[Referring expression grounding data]
******************************
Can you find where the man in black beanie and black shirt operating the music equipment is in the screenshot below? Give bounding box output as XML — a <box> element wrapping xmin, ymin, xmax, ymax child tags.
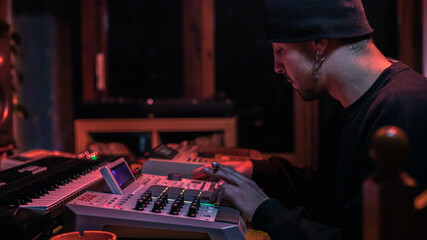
<box><xmin>193</xmin><ymin>0</ymin><xmax>427</xmax><ymax>239</ymax></box>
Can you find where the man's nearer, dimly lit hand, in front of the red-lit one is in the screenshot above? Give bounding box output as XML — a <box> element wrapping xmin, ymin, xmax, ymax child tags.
<box><xmin>202</xmin><ymin>162</ymin><xmax>269</xmax><ymax>220</ymax></box>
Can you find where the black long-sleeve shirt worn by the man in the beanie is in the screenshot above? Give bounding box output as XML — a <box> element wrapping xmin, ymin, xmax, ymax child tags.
<box><xmin>252</xmin><ymin>61</ymin><xmax>427</xmax><ymax>240</ymax></box>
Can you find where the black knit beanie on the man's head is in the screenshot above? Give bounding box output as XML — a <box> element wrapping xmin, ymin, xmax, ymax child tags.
<box><xmin>264</xmin><ymin>0</ymin><xmax>373</xmax><ymax>42</ymax></box>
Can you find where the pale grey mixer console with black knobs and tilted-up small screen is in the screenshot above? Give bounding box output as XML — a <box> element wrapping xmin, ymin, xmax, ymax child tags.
<box><xmin>65</xmin><ymin>158</ymin><xmax>246</xmax><ymax>239</ymax></box>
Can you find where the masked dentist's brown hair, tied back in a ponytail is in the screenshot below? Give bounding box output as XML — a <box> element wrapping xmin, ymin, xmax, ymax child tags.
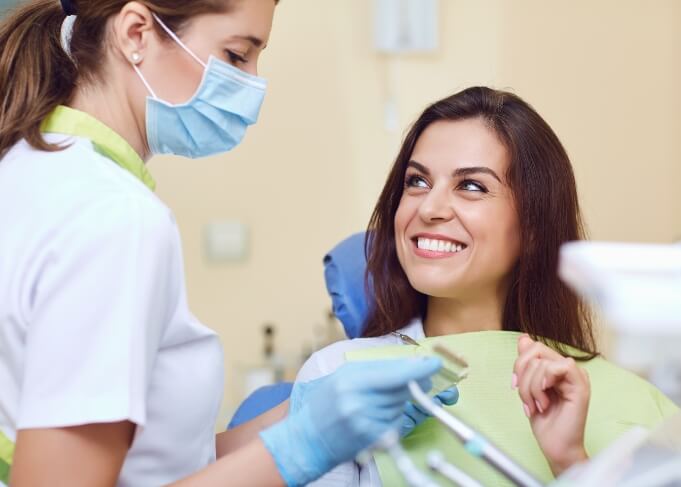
<box><xmin>0</xmin><ymin>0</ymin><xmax>276</xmax><ymax>158</ymax></box>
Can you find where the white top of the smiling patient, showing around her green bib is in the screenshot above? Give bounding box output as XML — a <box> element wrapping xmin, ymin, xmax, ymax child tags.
<box><xmin>296</xmin><ymin>319</ymin><xmax>426</xmax><ymax>487</ymax></box>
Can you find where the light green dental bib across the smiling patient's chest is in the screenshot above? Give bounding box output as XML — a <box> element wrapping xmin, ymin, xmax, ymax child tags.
<box><xmin>346</xmin><ymin>331</ymin><xmax>679</xmax><ymax>487</ymax></box>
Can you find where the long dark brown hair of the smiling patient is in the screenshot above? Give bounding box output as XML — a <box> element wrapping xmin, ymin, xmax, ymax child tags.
<box><xmin>364</xmin><ymin>87</ymin><xmax>597</xmax><ymax>358</ymax></box>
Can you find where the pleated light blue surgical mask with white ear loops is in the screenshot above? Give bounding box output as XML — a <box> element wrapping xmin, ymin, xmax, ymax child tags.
<box><xmin>133</xmin><ymin>15</ymin><xmax>267</xmax><ymax>158</ymax></box>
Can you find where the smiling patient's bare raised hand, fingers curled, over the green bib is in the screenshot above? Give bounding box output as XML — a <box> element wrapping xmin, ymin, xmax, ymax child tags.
<box><xmin>512</xmin><ymin>335</ymin><xmax>591</xmax><ymax>476</ymax></box>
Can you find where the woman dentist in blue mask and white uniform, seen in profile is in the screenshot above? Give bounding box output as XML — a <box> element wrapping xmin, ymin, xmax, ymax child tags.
<box><xmin>0</xmin><ymin>0</ymin><xmax>440</xmax><ymax>487</ymax></box>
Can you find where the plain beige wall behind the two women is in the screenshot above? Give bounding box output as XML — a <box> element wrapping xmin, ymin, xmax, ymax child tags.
<box><xmin>151</xmin><ymin>0</ymin><xmax>681</xmax><ymax>426</ymax></box>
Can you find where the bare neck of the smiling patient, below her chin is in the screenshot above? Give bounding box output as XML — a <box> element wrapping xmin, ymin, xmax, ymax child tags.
<box><xmin>423</xmin><ymin>294</ymin><xmax>505</xmax><ymax>336</ymax></box>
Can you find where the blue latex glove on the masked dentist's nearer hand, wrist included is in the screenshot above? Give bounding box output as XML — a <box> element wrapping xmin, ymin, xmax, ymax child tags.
<box><xmin>260</xmin><ymin>358</ymin><xmax>442</xmax><ymax>486</ymax></box>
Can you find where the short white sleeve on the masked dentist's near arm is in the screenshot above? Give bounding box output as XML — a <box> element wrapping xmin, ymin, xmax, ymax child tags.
<box><xmin>17</xmin><ymin>195</ymin><xmax>182</xmax><ymax>429</ymax></box>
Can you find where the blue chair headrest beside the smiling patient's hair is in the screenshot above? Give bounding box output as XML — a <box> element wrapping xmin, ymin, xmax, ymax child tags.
<box><xmin>324</xmin><ymin>232</ymin><xmax>369</xmax><ymax>338</ymax></box>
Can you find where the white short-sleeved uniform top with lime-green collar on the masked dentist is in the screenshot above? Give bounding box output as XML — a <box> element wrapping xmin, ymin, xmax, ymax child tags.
<box><xmin>0</xmin><ymin>107</ymin><xmax>224</xmax><ymax>487</ymax></box>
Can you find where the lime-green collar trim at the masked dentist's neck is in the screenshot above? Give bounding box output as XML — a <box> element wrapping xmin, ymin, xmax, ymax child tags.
******************************
Your assignment >> Verbatim copy without images: write the records above out in full.

Answer box >>
Can you find where the man in black beanie and black shirt operating the music equipment is in the screenshot below? Give bounding box output as XML — a <box> element wrapping xmin, ymin, xmax, ymax child tags.
<box><xmin>193</xmin><ymin>0</ymin><xmax>427</xmax><ymax>239</ymax></box>
Can you find where the man's nearer, dimly lit hand, in front of the red-lit one is in the screenshot above? Give bounding box output as XML — a <box> element wrapping xmin, ymin, xmax, ymax child tags.
<box><xmin>202</xmin><ymin>162</ymin><xmax>269</xmax><ymax>220</ymax></box>
Can you find where the black long-sleeve shirt worn by the man in the beanie is in the screenshot above? Give bounding box output as XML — a <box> element wrapping xmin, ymin, xmax, ymax child tags.
<box><xmin>252</xmin><ymin>61</ymin><xmax>427</xmax><ymax>240</ymax></box>
Can you find where the black knit beanie on the man's head is in the screenshot above? Give bounding box output as XML — a <box> element wrapping xmin, ymin, xmax, ymax child tags.
<box><xmin>264</xmin><ymin>0</ymin><xmax>373</xmax><ymax>42</ymax></box>
Can you find where the pale grey mixer console with black knobs and tilted-up small screen is in the screenshot above? Give bounding box output as XML — a <box> element wrapping xmin, ymin, xmax, ymax child tags.
<box><xmin>65</xmin><ymin>158</ymin><xmax>246</xmax><ymax>239</ymax></box>
Can you find where the masked dentist's brown hair, tied back in a ponytail is in the screenshot below? Give bounding box output as XML — a <box> element wrapping xmin, ymin, xmax, ymax child tags.
<box><xmin>0</xmin><ymin>0</ymin><xmax>276</xmax><ymax>158</ymax></box>
Can you find where the white top of the smiling patient, showing around her green bib is in the screenshot above? Give bounding box output as XML — a <box> element wrapping xmin, ymin, xmax, ymax child tags.
<box><xmin>296</xmin><ymin>319</ymin><xmax>426</xmax><ymax>487</ymax></box>
Can you find where the light green dental bib across the smiling patient's chest is in the screenshot above? Give bounding box output as XML — a <box> element wrapping xmin, ymin, xmax, ymax child tags.
<box><xmin>346</xmin><ymin>331</ymin><xmax>679</xmax><ymax>487</ymax></box>
Can you find where the long dark brown hair of the smiling patient is in the screenshot above? Give bounding box output as XML — a <box> element wrapping xmin, ymin, xmax, ymax child tags.
<box><xmin>364</xmin><ymin>87</ymin><xmax>597</xmax><ymax>358</ymax></box>
Can you find where the pleated light blue surgical mask with white ear loops is in the screenshot above? Give bounding box output as XML — a <box> element wrapping xmin, ymin, xmax, ymax child tags.
<box><xmin>133</xmin><ymin>15</ymin><xmax>267</xmax><ymax>158</ymax></box>
Can you find where the smiling patient's bare raised hand, fingers curled, over the green bib is in the screenshot above? Give bounding box output as XML — a <box> element wrapping xmin, ymin, xmax, ymax child tags.
<box><xmin>512</xmin><ymin>335</ymin><xmax>591</xmax><ymax>476</ymax></box>
Can you find where the woman dentist in blue mask and white uniform, seen in profile is in the screenshot above? Give bounding box output as XML — a <box> element wrapping xmin, ymin, xmax, ymax child tags.
<box><xmin>0</xmin><ymin>0</ymin><xmax>440</xmax><ymax>487</ymax></box>
Can you find where the plain beige wall behind the two women is in the screenshot above? Give bounding box output as XML — a <box> element wrapping xmin, ymin, xmax, ymax child tags.
<box><xmin>151</xmin><ymin>0</ymin><xmax>681</xmax><ymax>426</ymax></box>
Can you find where the bare neck of the smiling patient, below her chin is in the screenshot above? Give bounding box output as XML — a <box> element wrapping xmin, ymin, xmax, ymax child tags.
<box><xmin>423</xmin><ymin>294</ymin><xmax>505</xmax><ymax>336</ymax></box>
Can you find where the blue latex glove on the masked dentist's nearer hand, wrist included is in the screenshot above? Give bounding box output as XML — a <box> element wrapping xmin, ymin, xmax, ymax child tags.
<box><xmin>260</xmin><ymin>358</ymin><xmax>442</xmax><ymax>486</ymax></box>
Can you find where the short white sleeve on the masked dentist's near arm is in the screenshot above? Give bounding box output as XML — a <box> element wrapping xmin, ymin, xmax, ymax child tags.
<box><xmin>17</xmin><ymin>195</ymin><xmax>182</xmax><ymax>429</ymax></box>
Can you find where the blue chair headrest beside the smiling patient's hair is in the screenshot above? Give bounding box output as XML — a <box> element wrapping xmin, ymin, xmax, ymax child tags.
<box><xmin>324</xmin><ymin>232</ymin><xmax>369</xmax><ymax>338</ymax></box>
Can you find where the white short-sleeved uniform top with lime-green collar on the masked dentist is in the screenshot above? Give bounding box output as XML — a <box> element wrapping xmin, ymin, xmax, ymax child tags.
<box><xmin>0</xmin><ymin>107</ymin><xmax>224</xmax><ymax>487</ymax></box>
Can you find where the lime-green collar trim at the masked dentist's neck is in the screenshot above? Give bounding box output as XML — a <box> element wrapping xmin, ymin, xmax, ymax child tags.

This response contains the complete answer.